* _What this task involves_:
Copy the items below word for word, but leave out the pictures.

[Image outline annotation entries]
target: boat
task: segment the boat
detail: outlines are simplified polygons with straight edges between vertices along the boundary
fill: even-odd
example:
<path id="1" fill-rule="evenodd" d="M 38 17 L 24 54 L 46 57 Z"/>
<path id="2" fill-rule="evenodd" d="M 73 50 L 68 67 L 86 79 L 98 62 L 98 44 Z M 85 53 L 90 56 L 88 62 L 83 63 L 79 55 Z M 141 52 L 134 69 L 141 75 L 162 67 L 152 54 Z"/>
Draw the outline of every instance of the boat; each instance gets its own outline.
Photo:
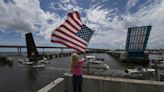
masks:
<path id="1" fill-rule="evenodd" d="M 83 65 L 83 68 L 87 69 L 103 69 L 106 70 L 109 68 L 108 64 L 105 64 L 104 59 L 96 58 L 95 56 L 86 56 L 86 62 Z M 95 70 L 96 71 L 96 70 Z"/>
<path id="2" fill-rule="evenodd" d="M 129 74 L 144 74 L 144 73 L 154 73 L 155 69 L 136 67 L 134 69 L 125 69 L 125 72 Z"/>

* _Exercise answer_:
target: boat
task: segment the boat
detail: outlines are simplified polygons with straight edges between vertices along the boundary
fill: even-odd
example:
<path id="1" fill-rule="evenodd" d="M 38 17 L 24 54 L 46 57 Z"/>
<path id="2" fill-rule="evenodd" d="M 73 50 L 68 67 L 86 79 L 98 62 L 98 44 Z M 85 53 L 90 56 L 88 62 L 83 63 L 79 55 Z M 141 52 L 134 69 L 141 75 L 162 67 L 152 54 Z"/>
Draw the outline of every instance of the boat; each instance gets its own outline.
Photo:
masks:
<path id="1" fill-rule="evenodd" d="M 83 65 L 83 68 L 87 69 L 103 69 L 106 70 L 109 68 L 108 64 L 105 64 L 104 59 L 96 58 L 95 56 L 86 56 L 86 62 Z M 95 70 L 96 71 L 96 70 Z"/>
<path id="2" fill-rule="evenodd" d="M 129 74 L 144 74 L 144 73 L 154 73 L 155 69 L 136 67 L 134 69 L 125 69 L 125 72 Z"/>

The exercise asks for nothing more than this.